TASK GOAL: An exact copy of the listing is what is needed here; write it out in full.

EXTRACTED RECORDS:

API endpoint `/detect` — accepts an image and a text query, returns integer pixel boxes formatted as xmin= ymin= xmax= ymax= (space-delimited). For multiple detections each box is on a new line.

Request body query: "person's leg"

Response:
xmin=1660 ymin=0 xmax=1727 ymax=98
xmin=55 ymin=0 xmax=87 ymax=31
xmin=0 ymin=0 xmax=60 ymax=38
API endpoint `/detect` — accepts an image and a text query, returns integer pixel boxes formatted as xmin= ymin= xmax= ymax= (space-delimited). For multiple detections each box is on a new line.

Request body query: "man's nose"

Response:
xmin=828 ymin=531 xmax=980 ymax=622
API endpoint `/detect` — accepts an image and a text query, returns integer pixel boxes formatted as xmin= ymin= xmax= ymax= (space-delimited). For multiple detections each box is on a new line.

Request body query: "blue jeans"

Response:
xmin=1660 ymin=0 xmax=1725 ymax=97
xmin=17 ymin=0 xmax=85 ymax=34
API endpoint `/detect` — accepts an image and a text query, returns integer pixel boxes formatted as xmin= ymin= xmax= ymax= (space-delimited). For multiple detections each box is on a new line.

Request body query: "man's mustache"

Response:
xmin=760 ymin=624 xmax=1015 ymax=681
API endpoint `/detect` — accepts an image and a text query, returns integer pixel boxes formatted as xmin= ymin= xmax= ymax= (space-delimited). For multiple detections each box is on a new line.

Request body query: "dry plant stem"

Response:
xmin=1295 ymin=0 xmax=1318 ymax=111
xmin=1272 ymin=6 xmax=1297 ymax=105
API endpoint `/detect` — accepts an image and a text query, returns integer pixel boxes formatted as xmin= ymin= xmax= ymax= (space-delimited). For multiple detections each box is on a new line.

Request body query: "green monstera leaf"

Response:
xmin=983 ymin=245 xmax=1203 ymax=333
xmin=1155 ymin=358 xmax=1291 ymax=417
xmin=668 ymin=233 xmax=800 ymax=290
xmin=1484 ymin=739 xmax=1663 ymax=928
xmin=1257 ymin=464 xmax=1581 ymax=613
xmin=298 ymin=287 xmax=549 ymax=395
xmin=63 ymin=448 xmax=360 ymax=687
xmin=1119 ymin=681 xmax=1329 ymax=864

OUTPUT BELOW:
API endpoint `/detect` — accepts an image and a text query, returns integer pixel boxes formatted as xmin= ymin= xmax= ymax= (space-delimited). For multiple detections each box is on a new line.

Request body query: "person's leg"

Response:
xmin=1660 ymin=0 xmax=1727 ymax=98
xmin=55 ymin=0 xmax=87 ymax=31
xmin=0 ymin=0 xmax=60 ymax=38
API endpoint `/detect` — accepts an image and a text query, returns integer pixel boxes formatted as xmin= ymin= xmax= ymax= (space-delimited). For multiple detections each box is on a new line.

Request body query: "man's nose"

Response:
xmin=828 ymin=531 xmax=980 ymax=622
API endpoint `/detect` — accepts an image and a text query, returns integer pixel boxes formatted as xmin= ymin= xmax= ymax= (space-delimited). For multiple detections each box is on a new line.

Request body query: "blue jeans"

Response:
xmin=1660 ymin=0 xmax=1725 ymax=97
xmin=17 ymin=0 xmax=85 ymax=34
API endpoint `/detect` — accepts an image and a text query, returns integer pixel boxes formatted as xmin= ymin= xmax= ymax= (space-delimited). For multiple detections each box is on a new line.

Request body query: "man's mustache"

Response:
xmin=760 ymin=624 xmax=1015 ymax=681
API endpoint `/detect` — accepts an image and a text query, returns integer pixel boxes formatted as xmin= ymin= xmax= ymax= (space-delimited). For multiple detections each box is on a new line.

Request body query: "dry plant stem"

Response:
xmin=1295 ymin=0 xmax=1318 ymax=111
xmin=1272 ymin=6 xmax=1297 ymax=105
API endpoint `/detect` — accepts an image and a text query, returns integer pixel boxes formatted as xmin= ymin= xmax= ymax= (space-delimited). For multiple detections each box is on a new line.

Request body query: "green monstera leaf"

Response:
xmin=983 ymin=245 xmax=1203 ymax=333
xmin=1155 ymin=358 xmax=1291 ymax=417
xmin=668 ymin=233 xmax=800 ymax=290
xmin=1484 ymin=739 xmax=1663 ymax=928
xmin=1257 ymin=464 xmax=1581 ymax=613
xmin=298 ymin=287 xmax=549 ymax=395
xmin=63 ymin=448 xmax=360 ymax=687
xmin=1119 ymin=681 xmax=1329 ymax=864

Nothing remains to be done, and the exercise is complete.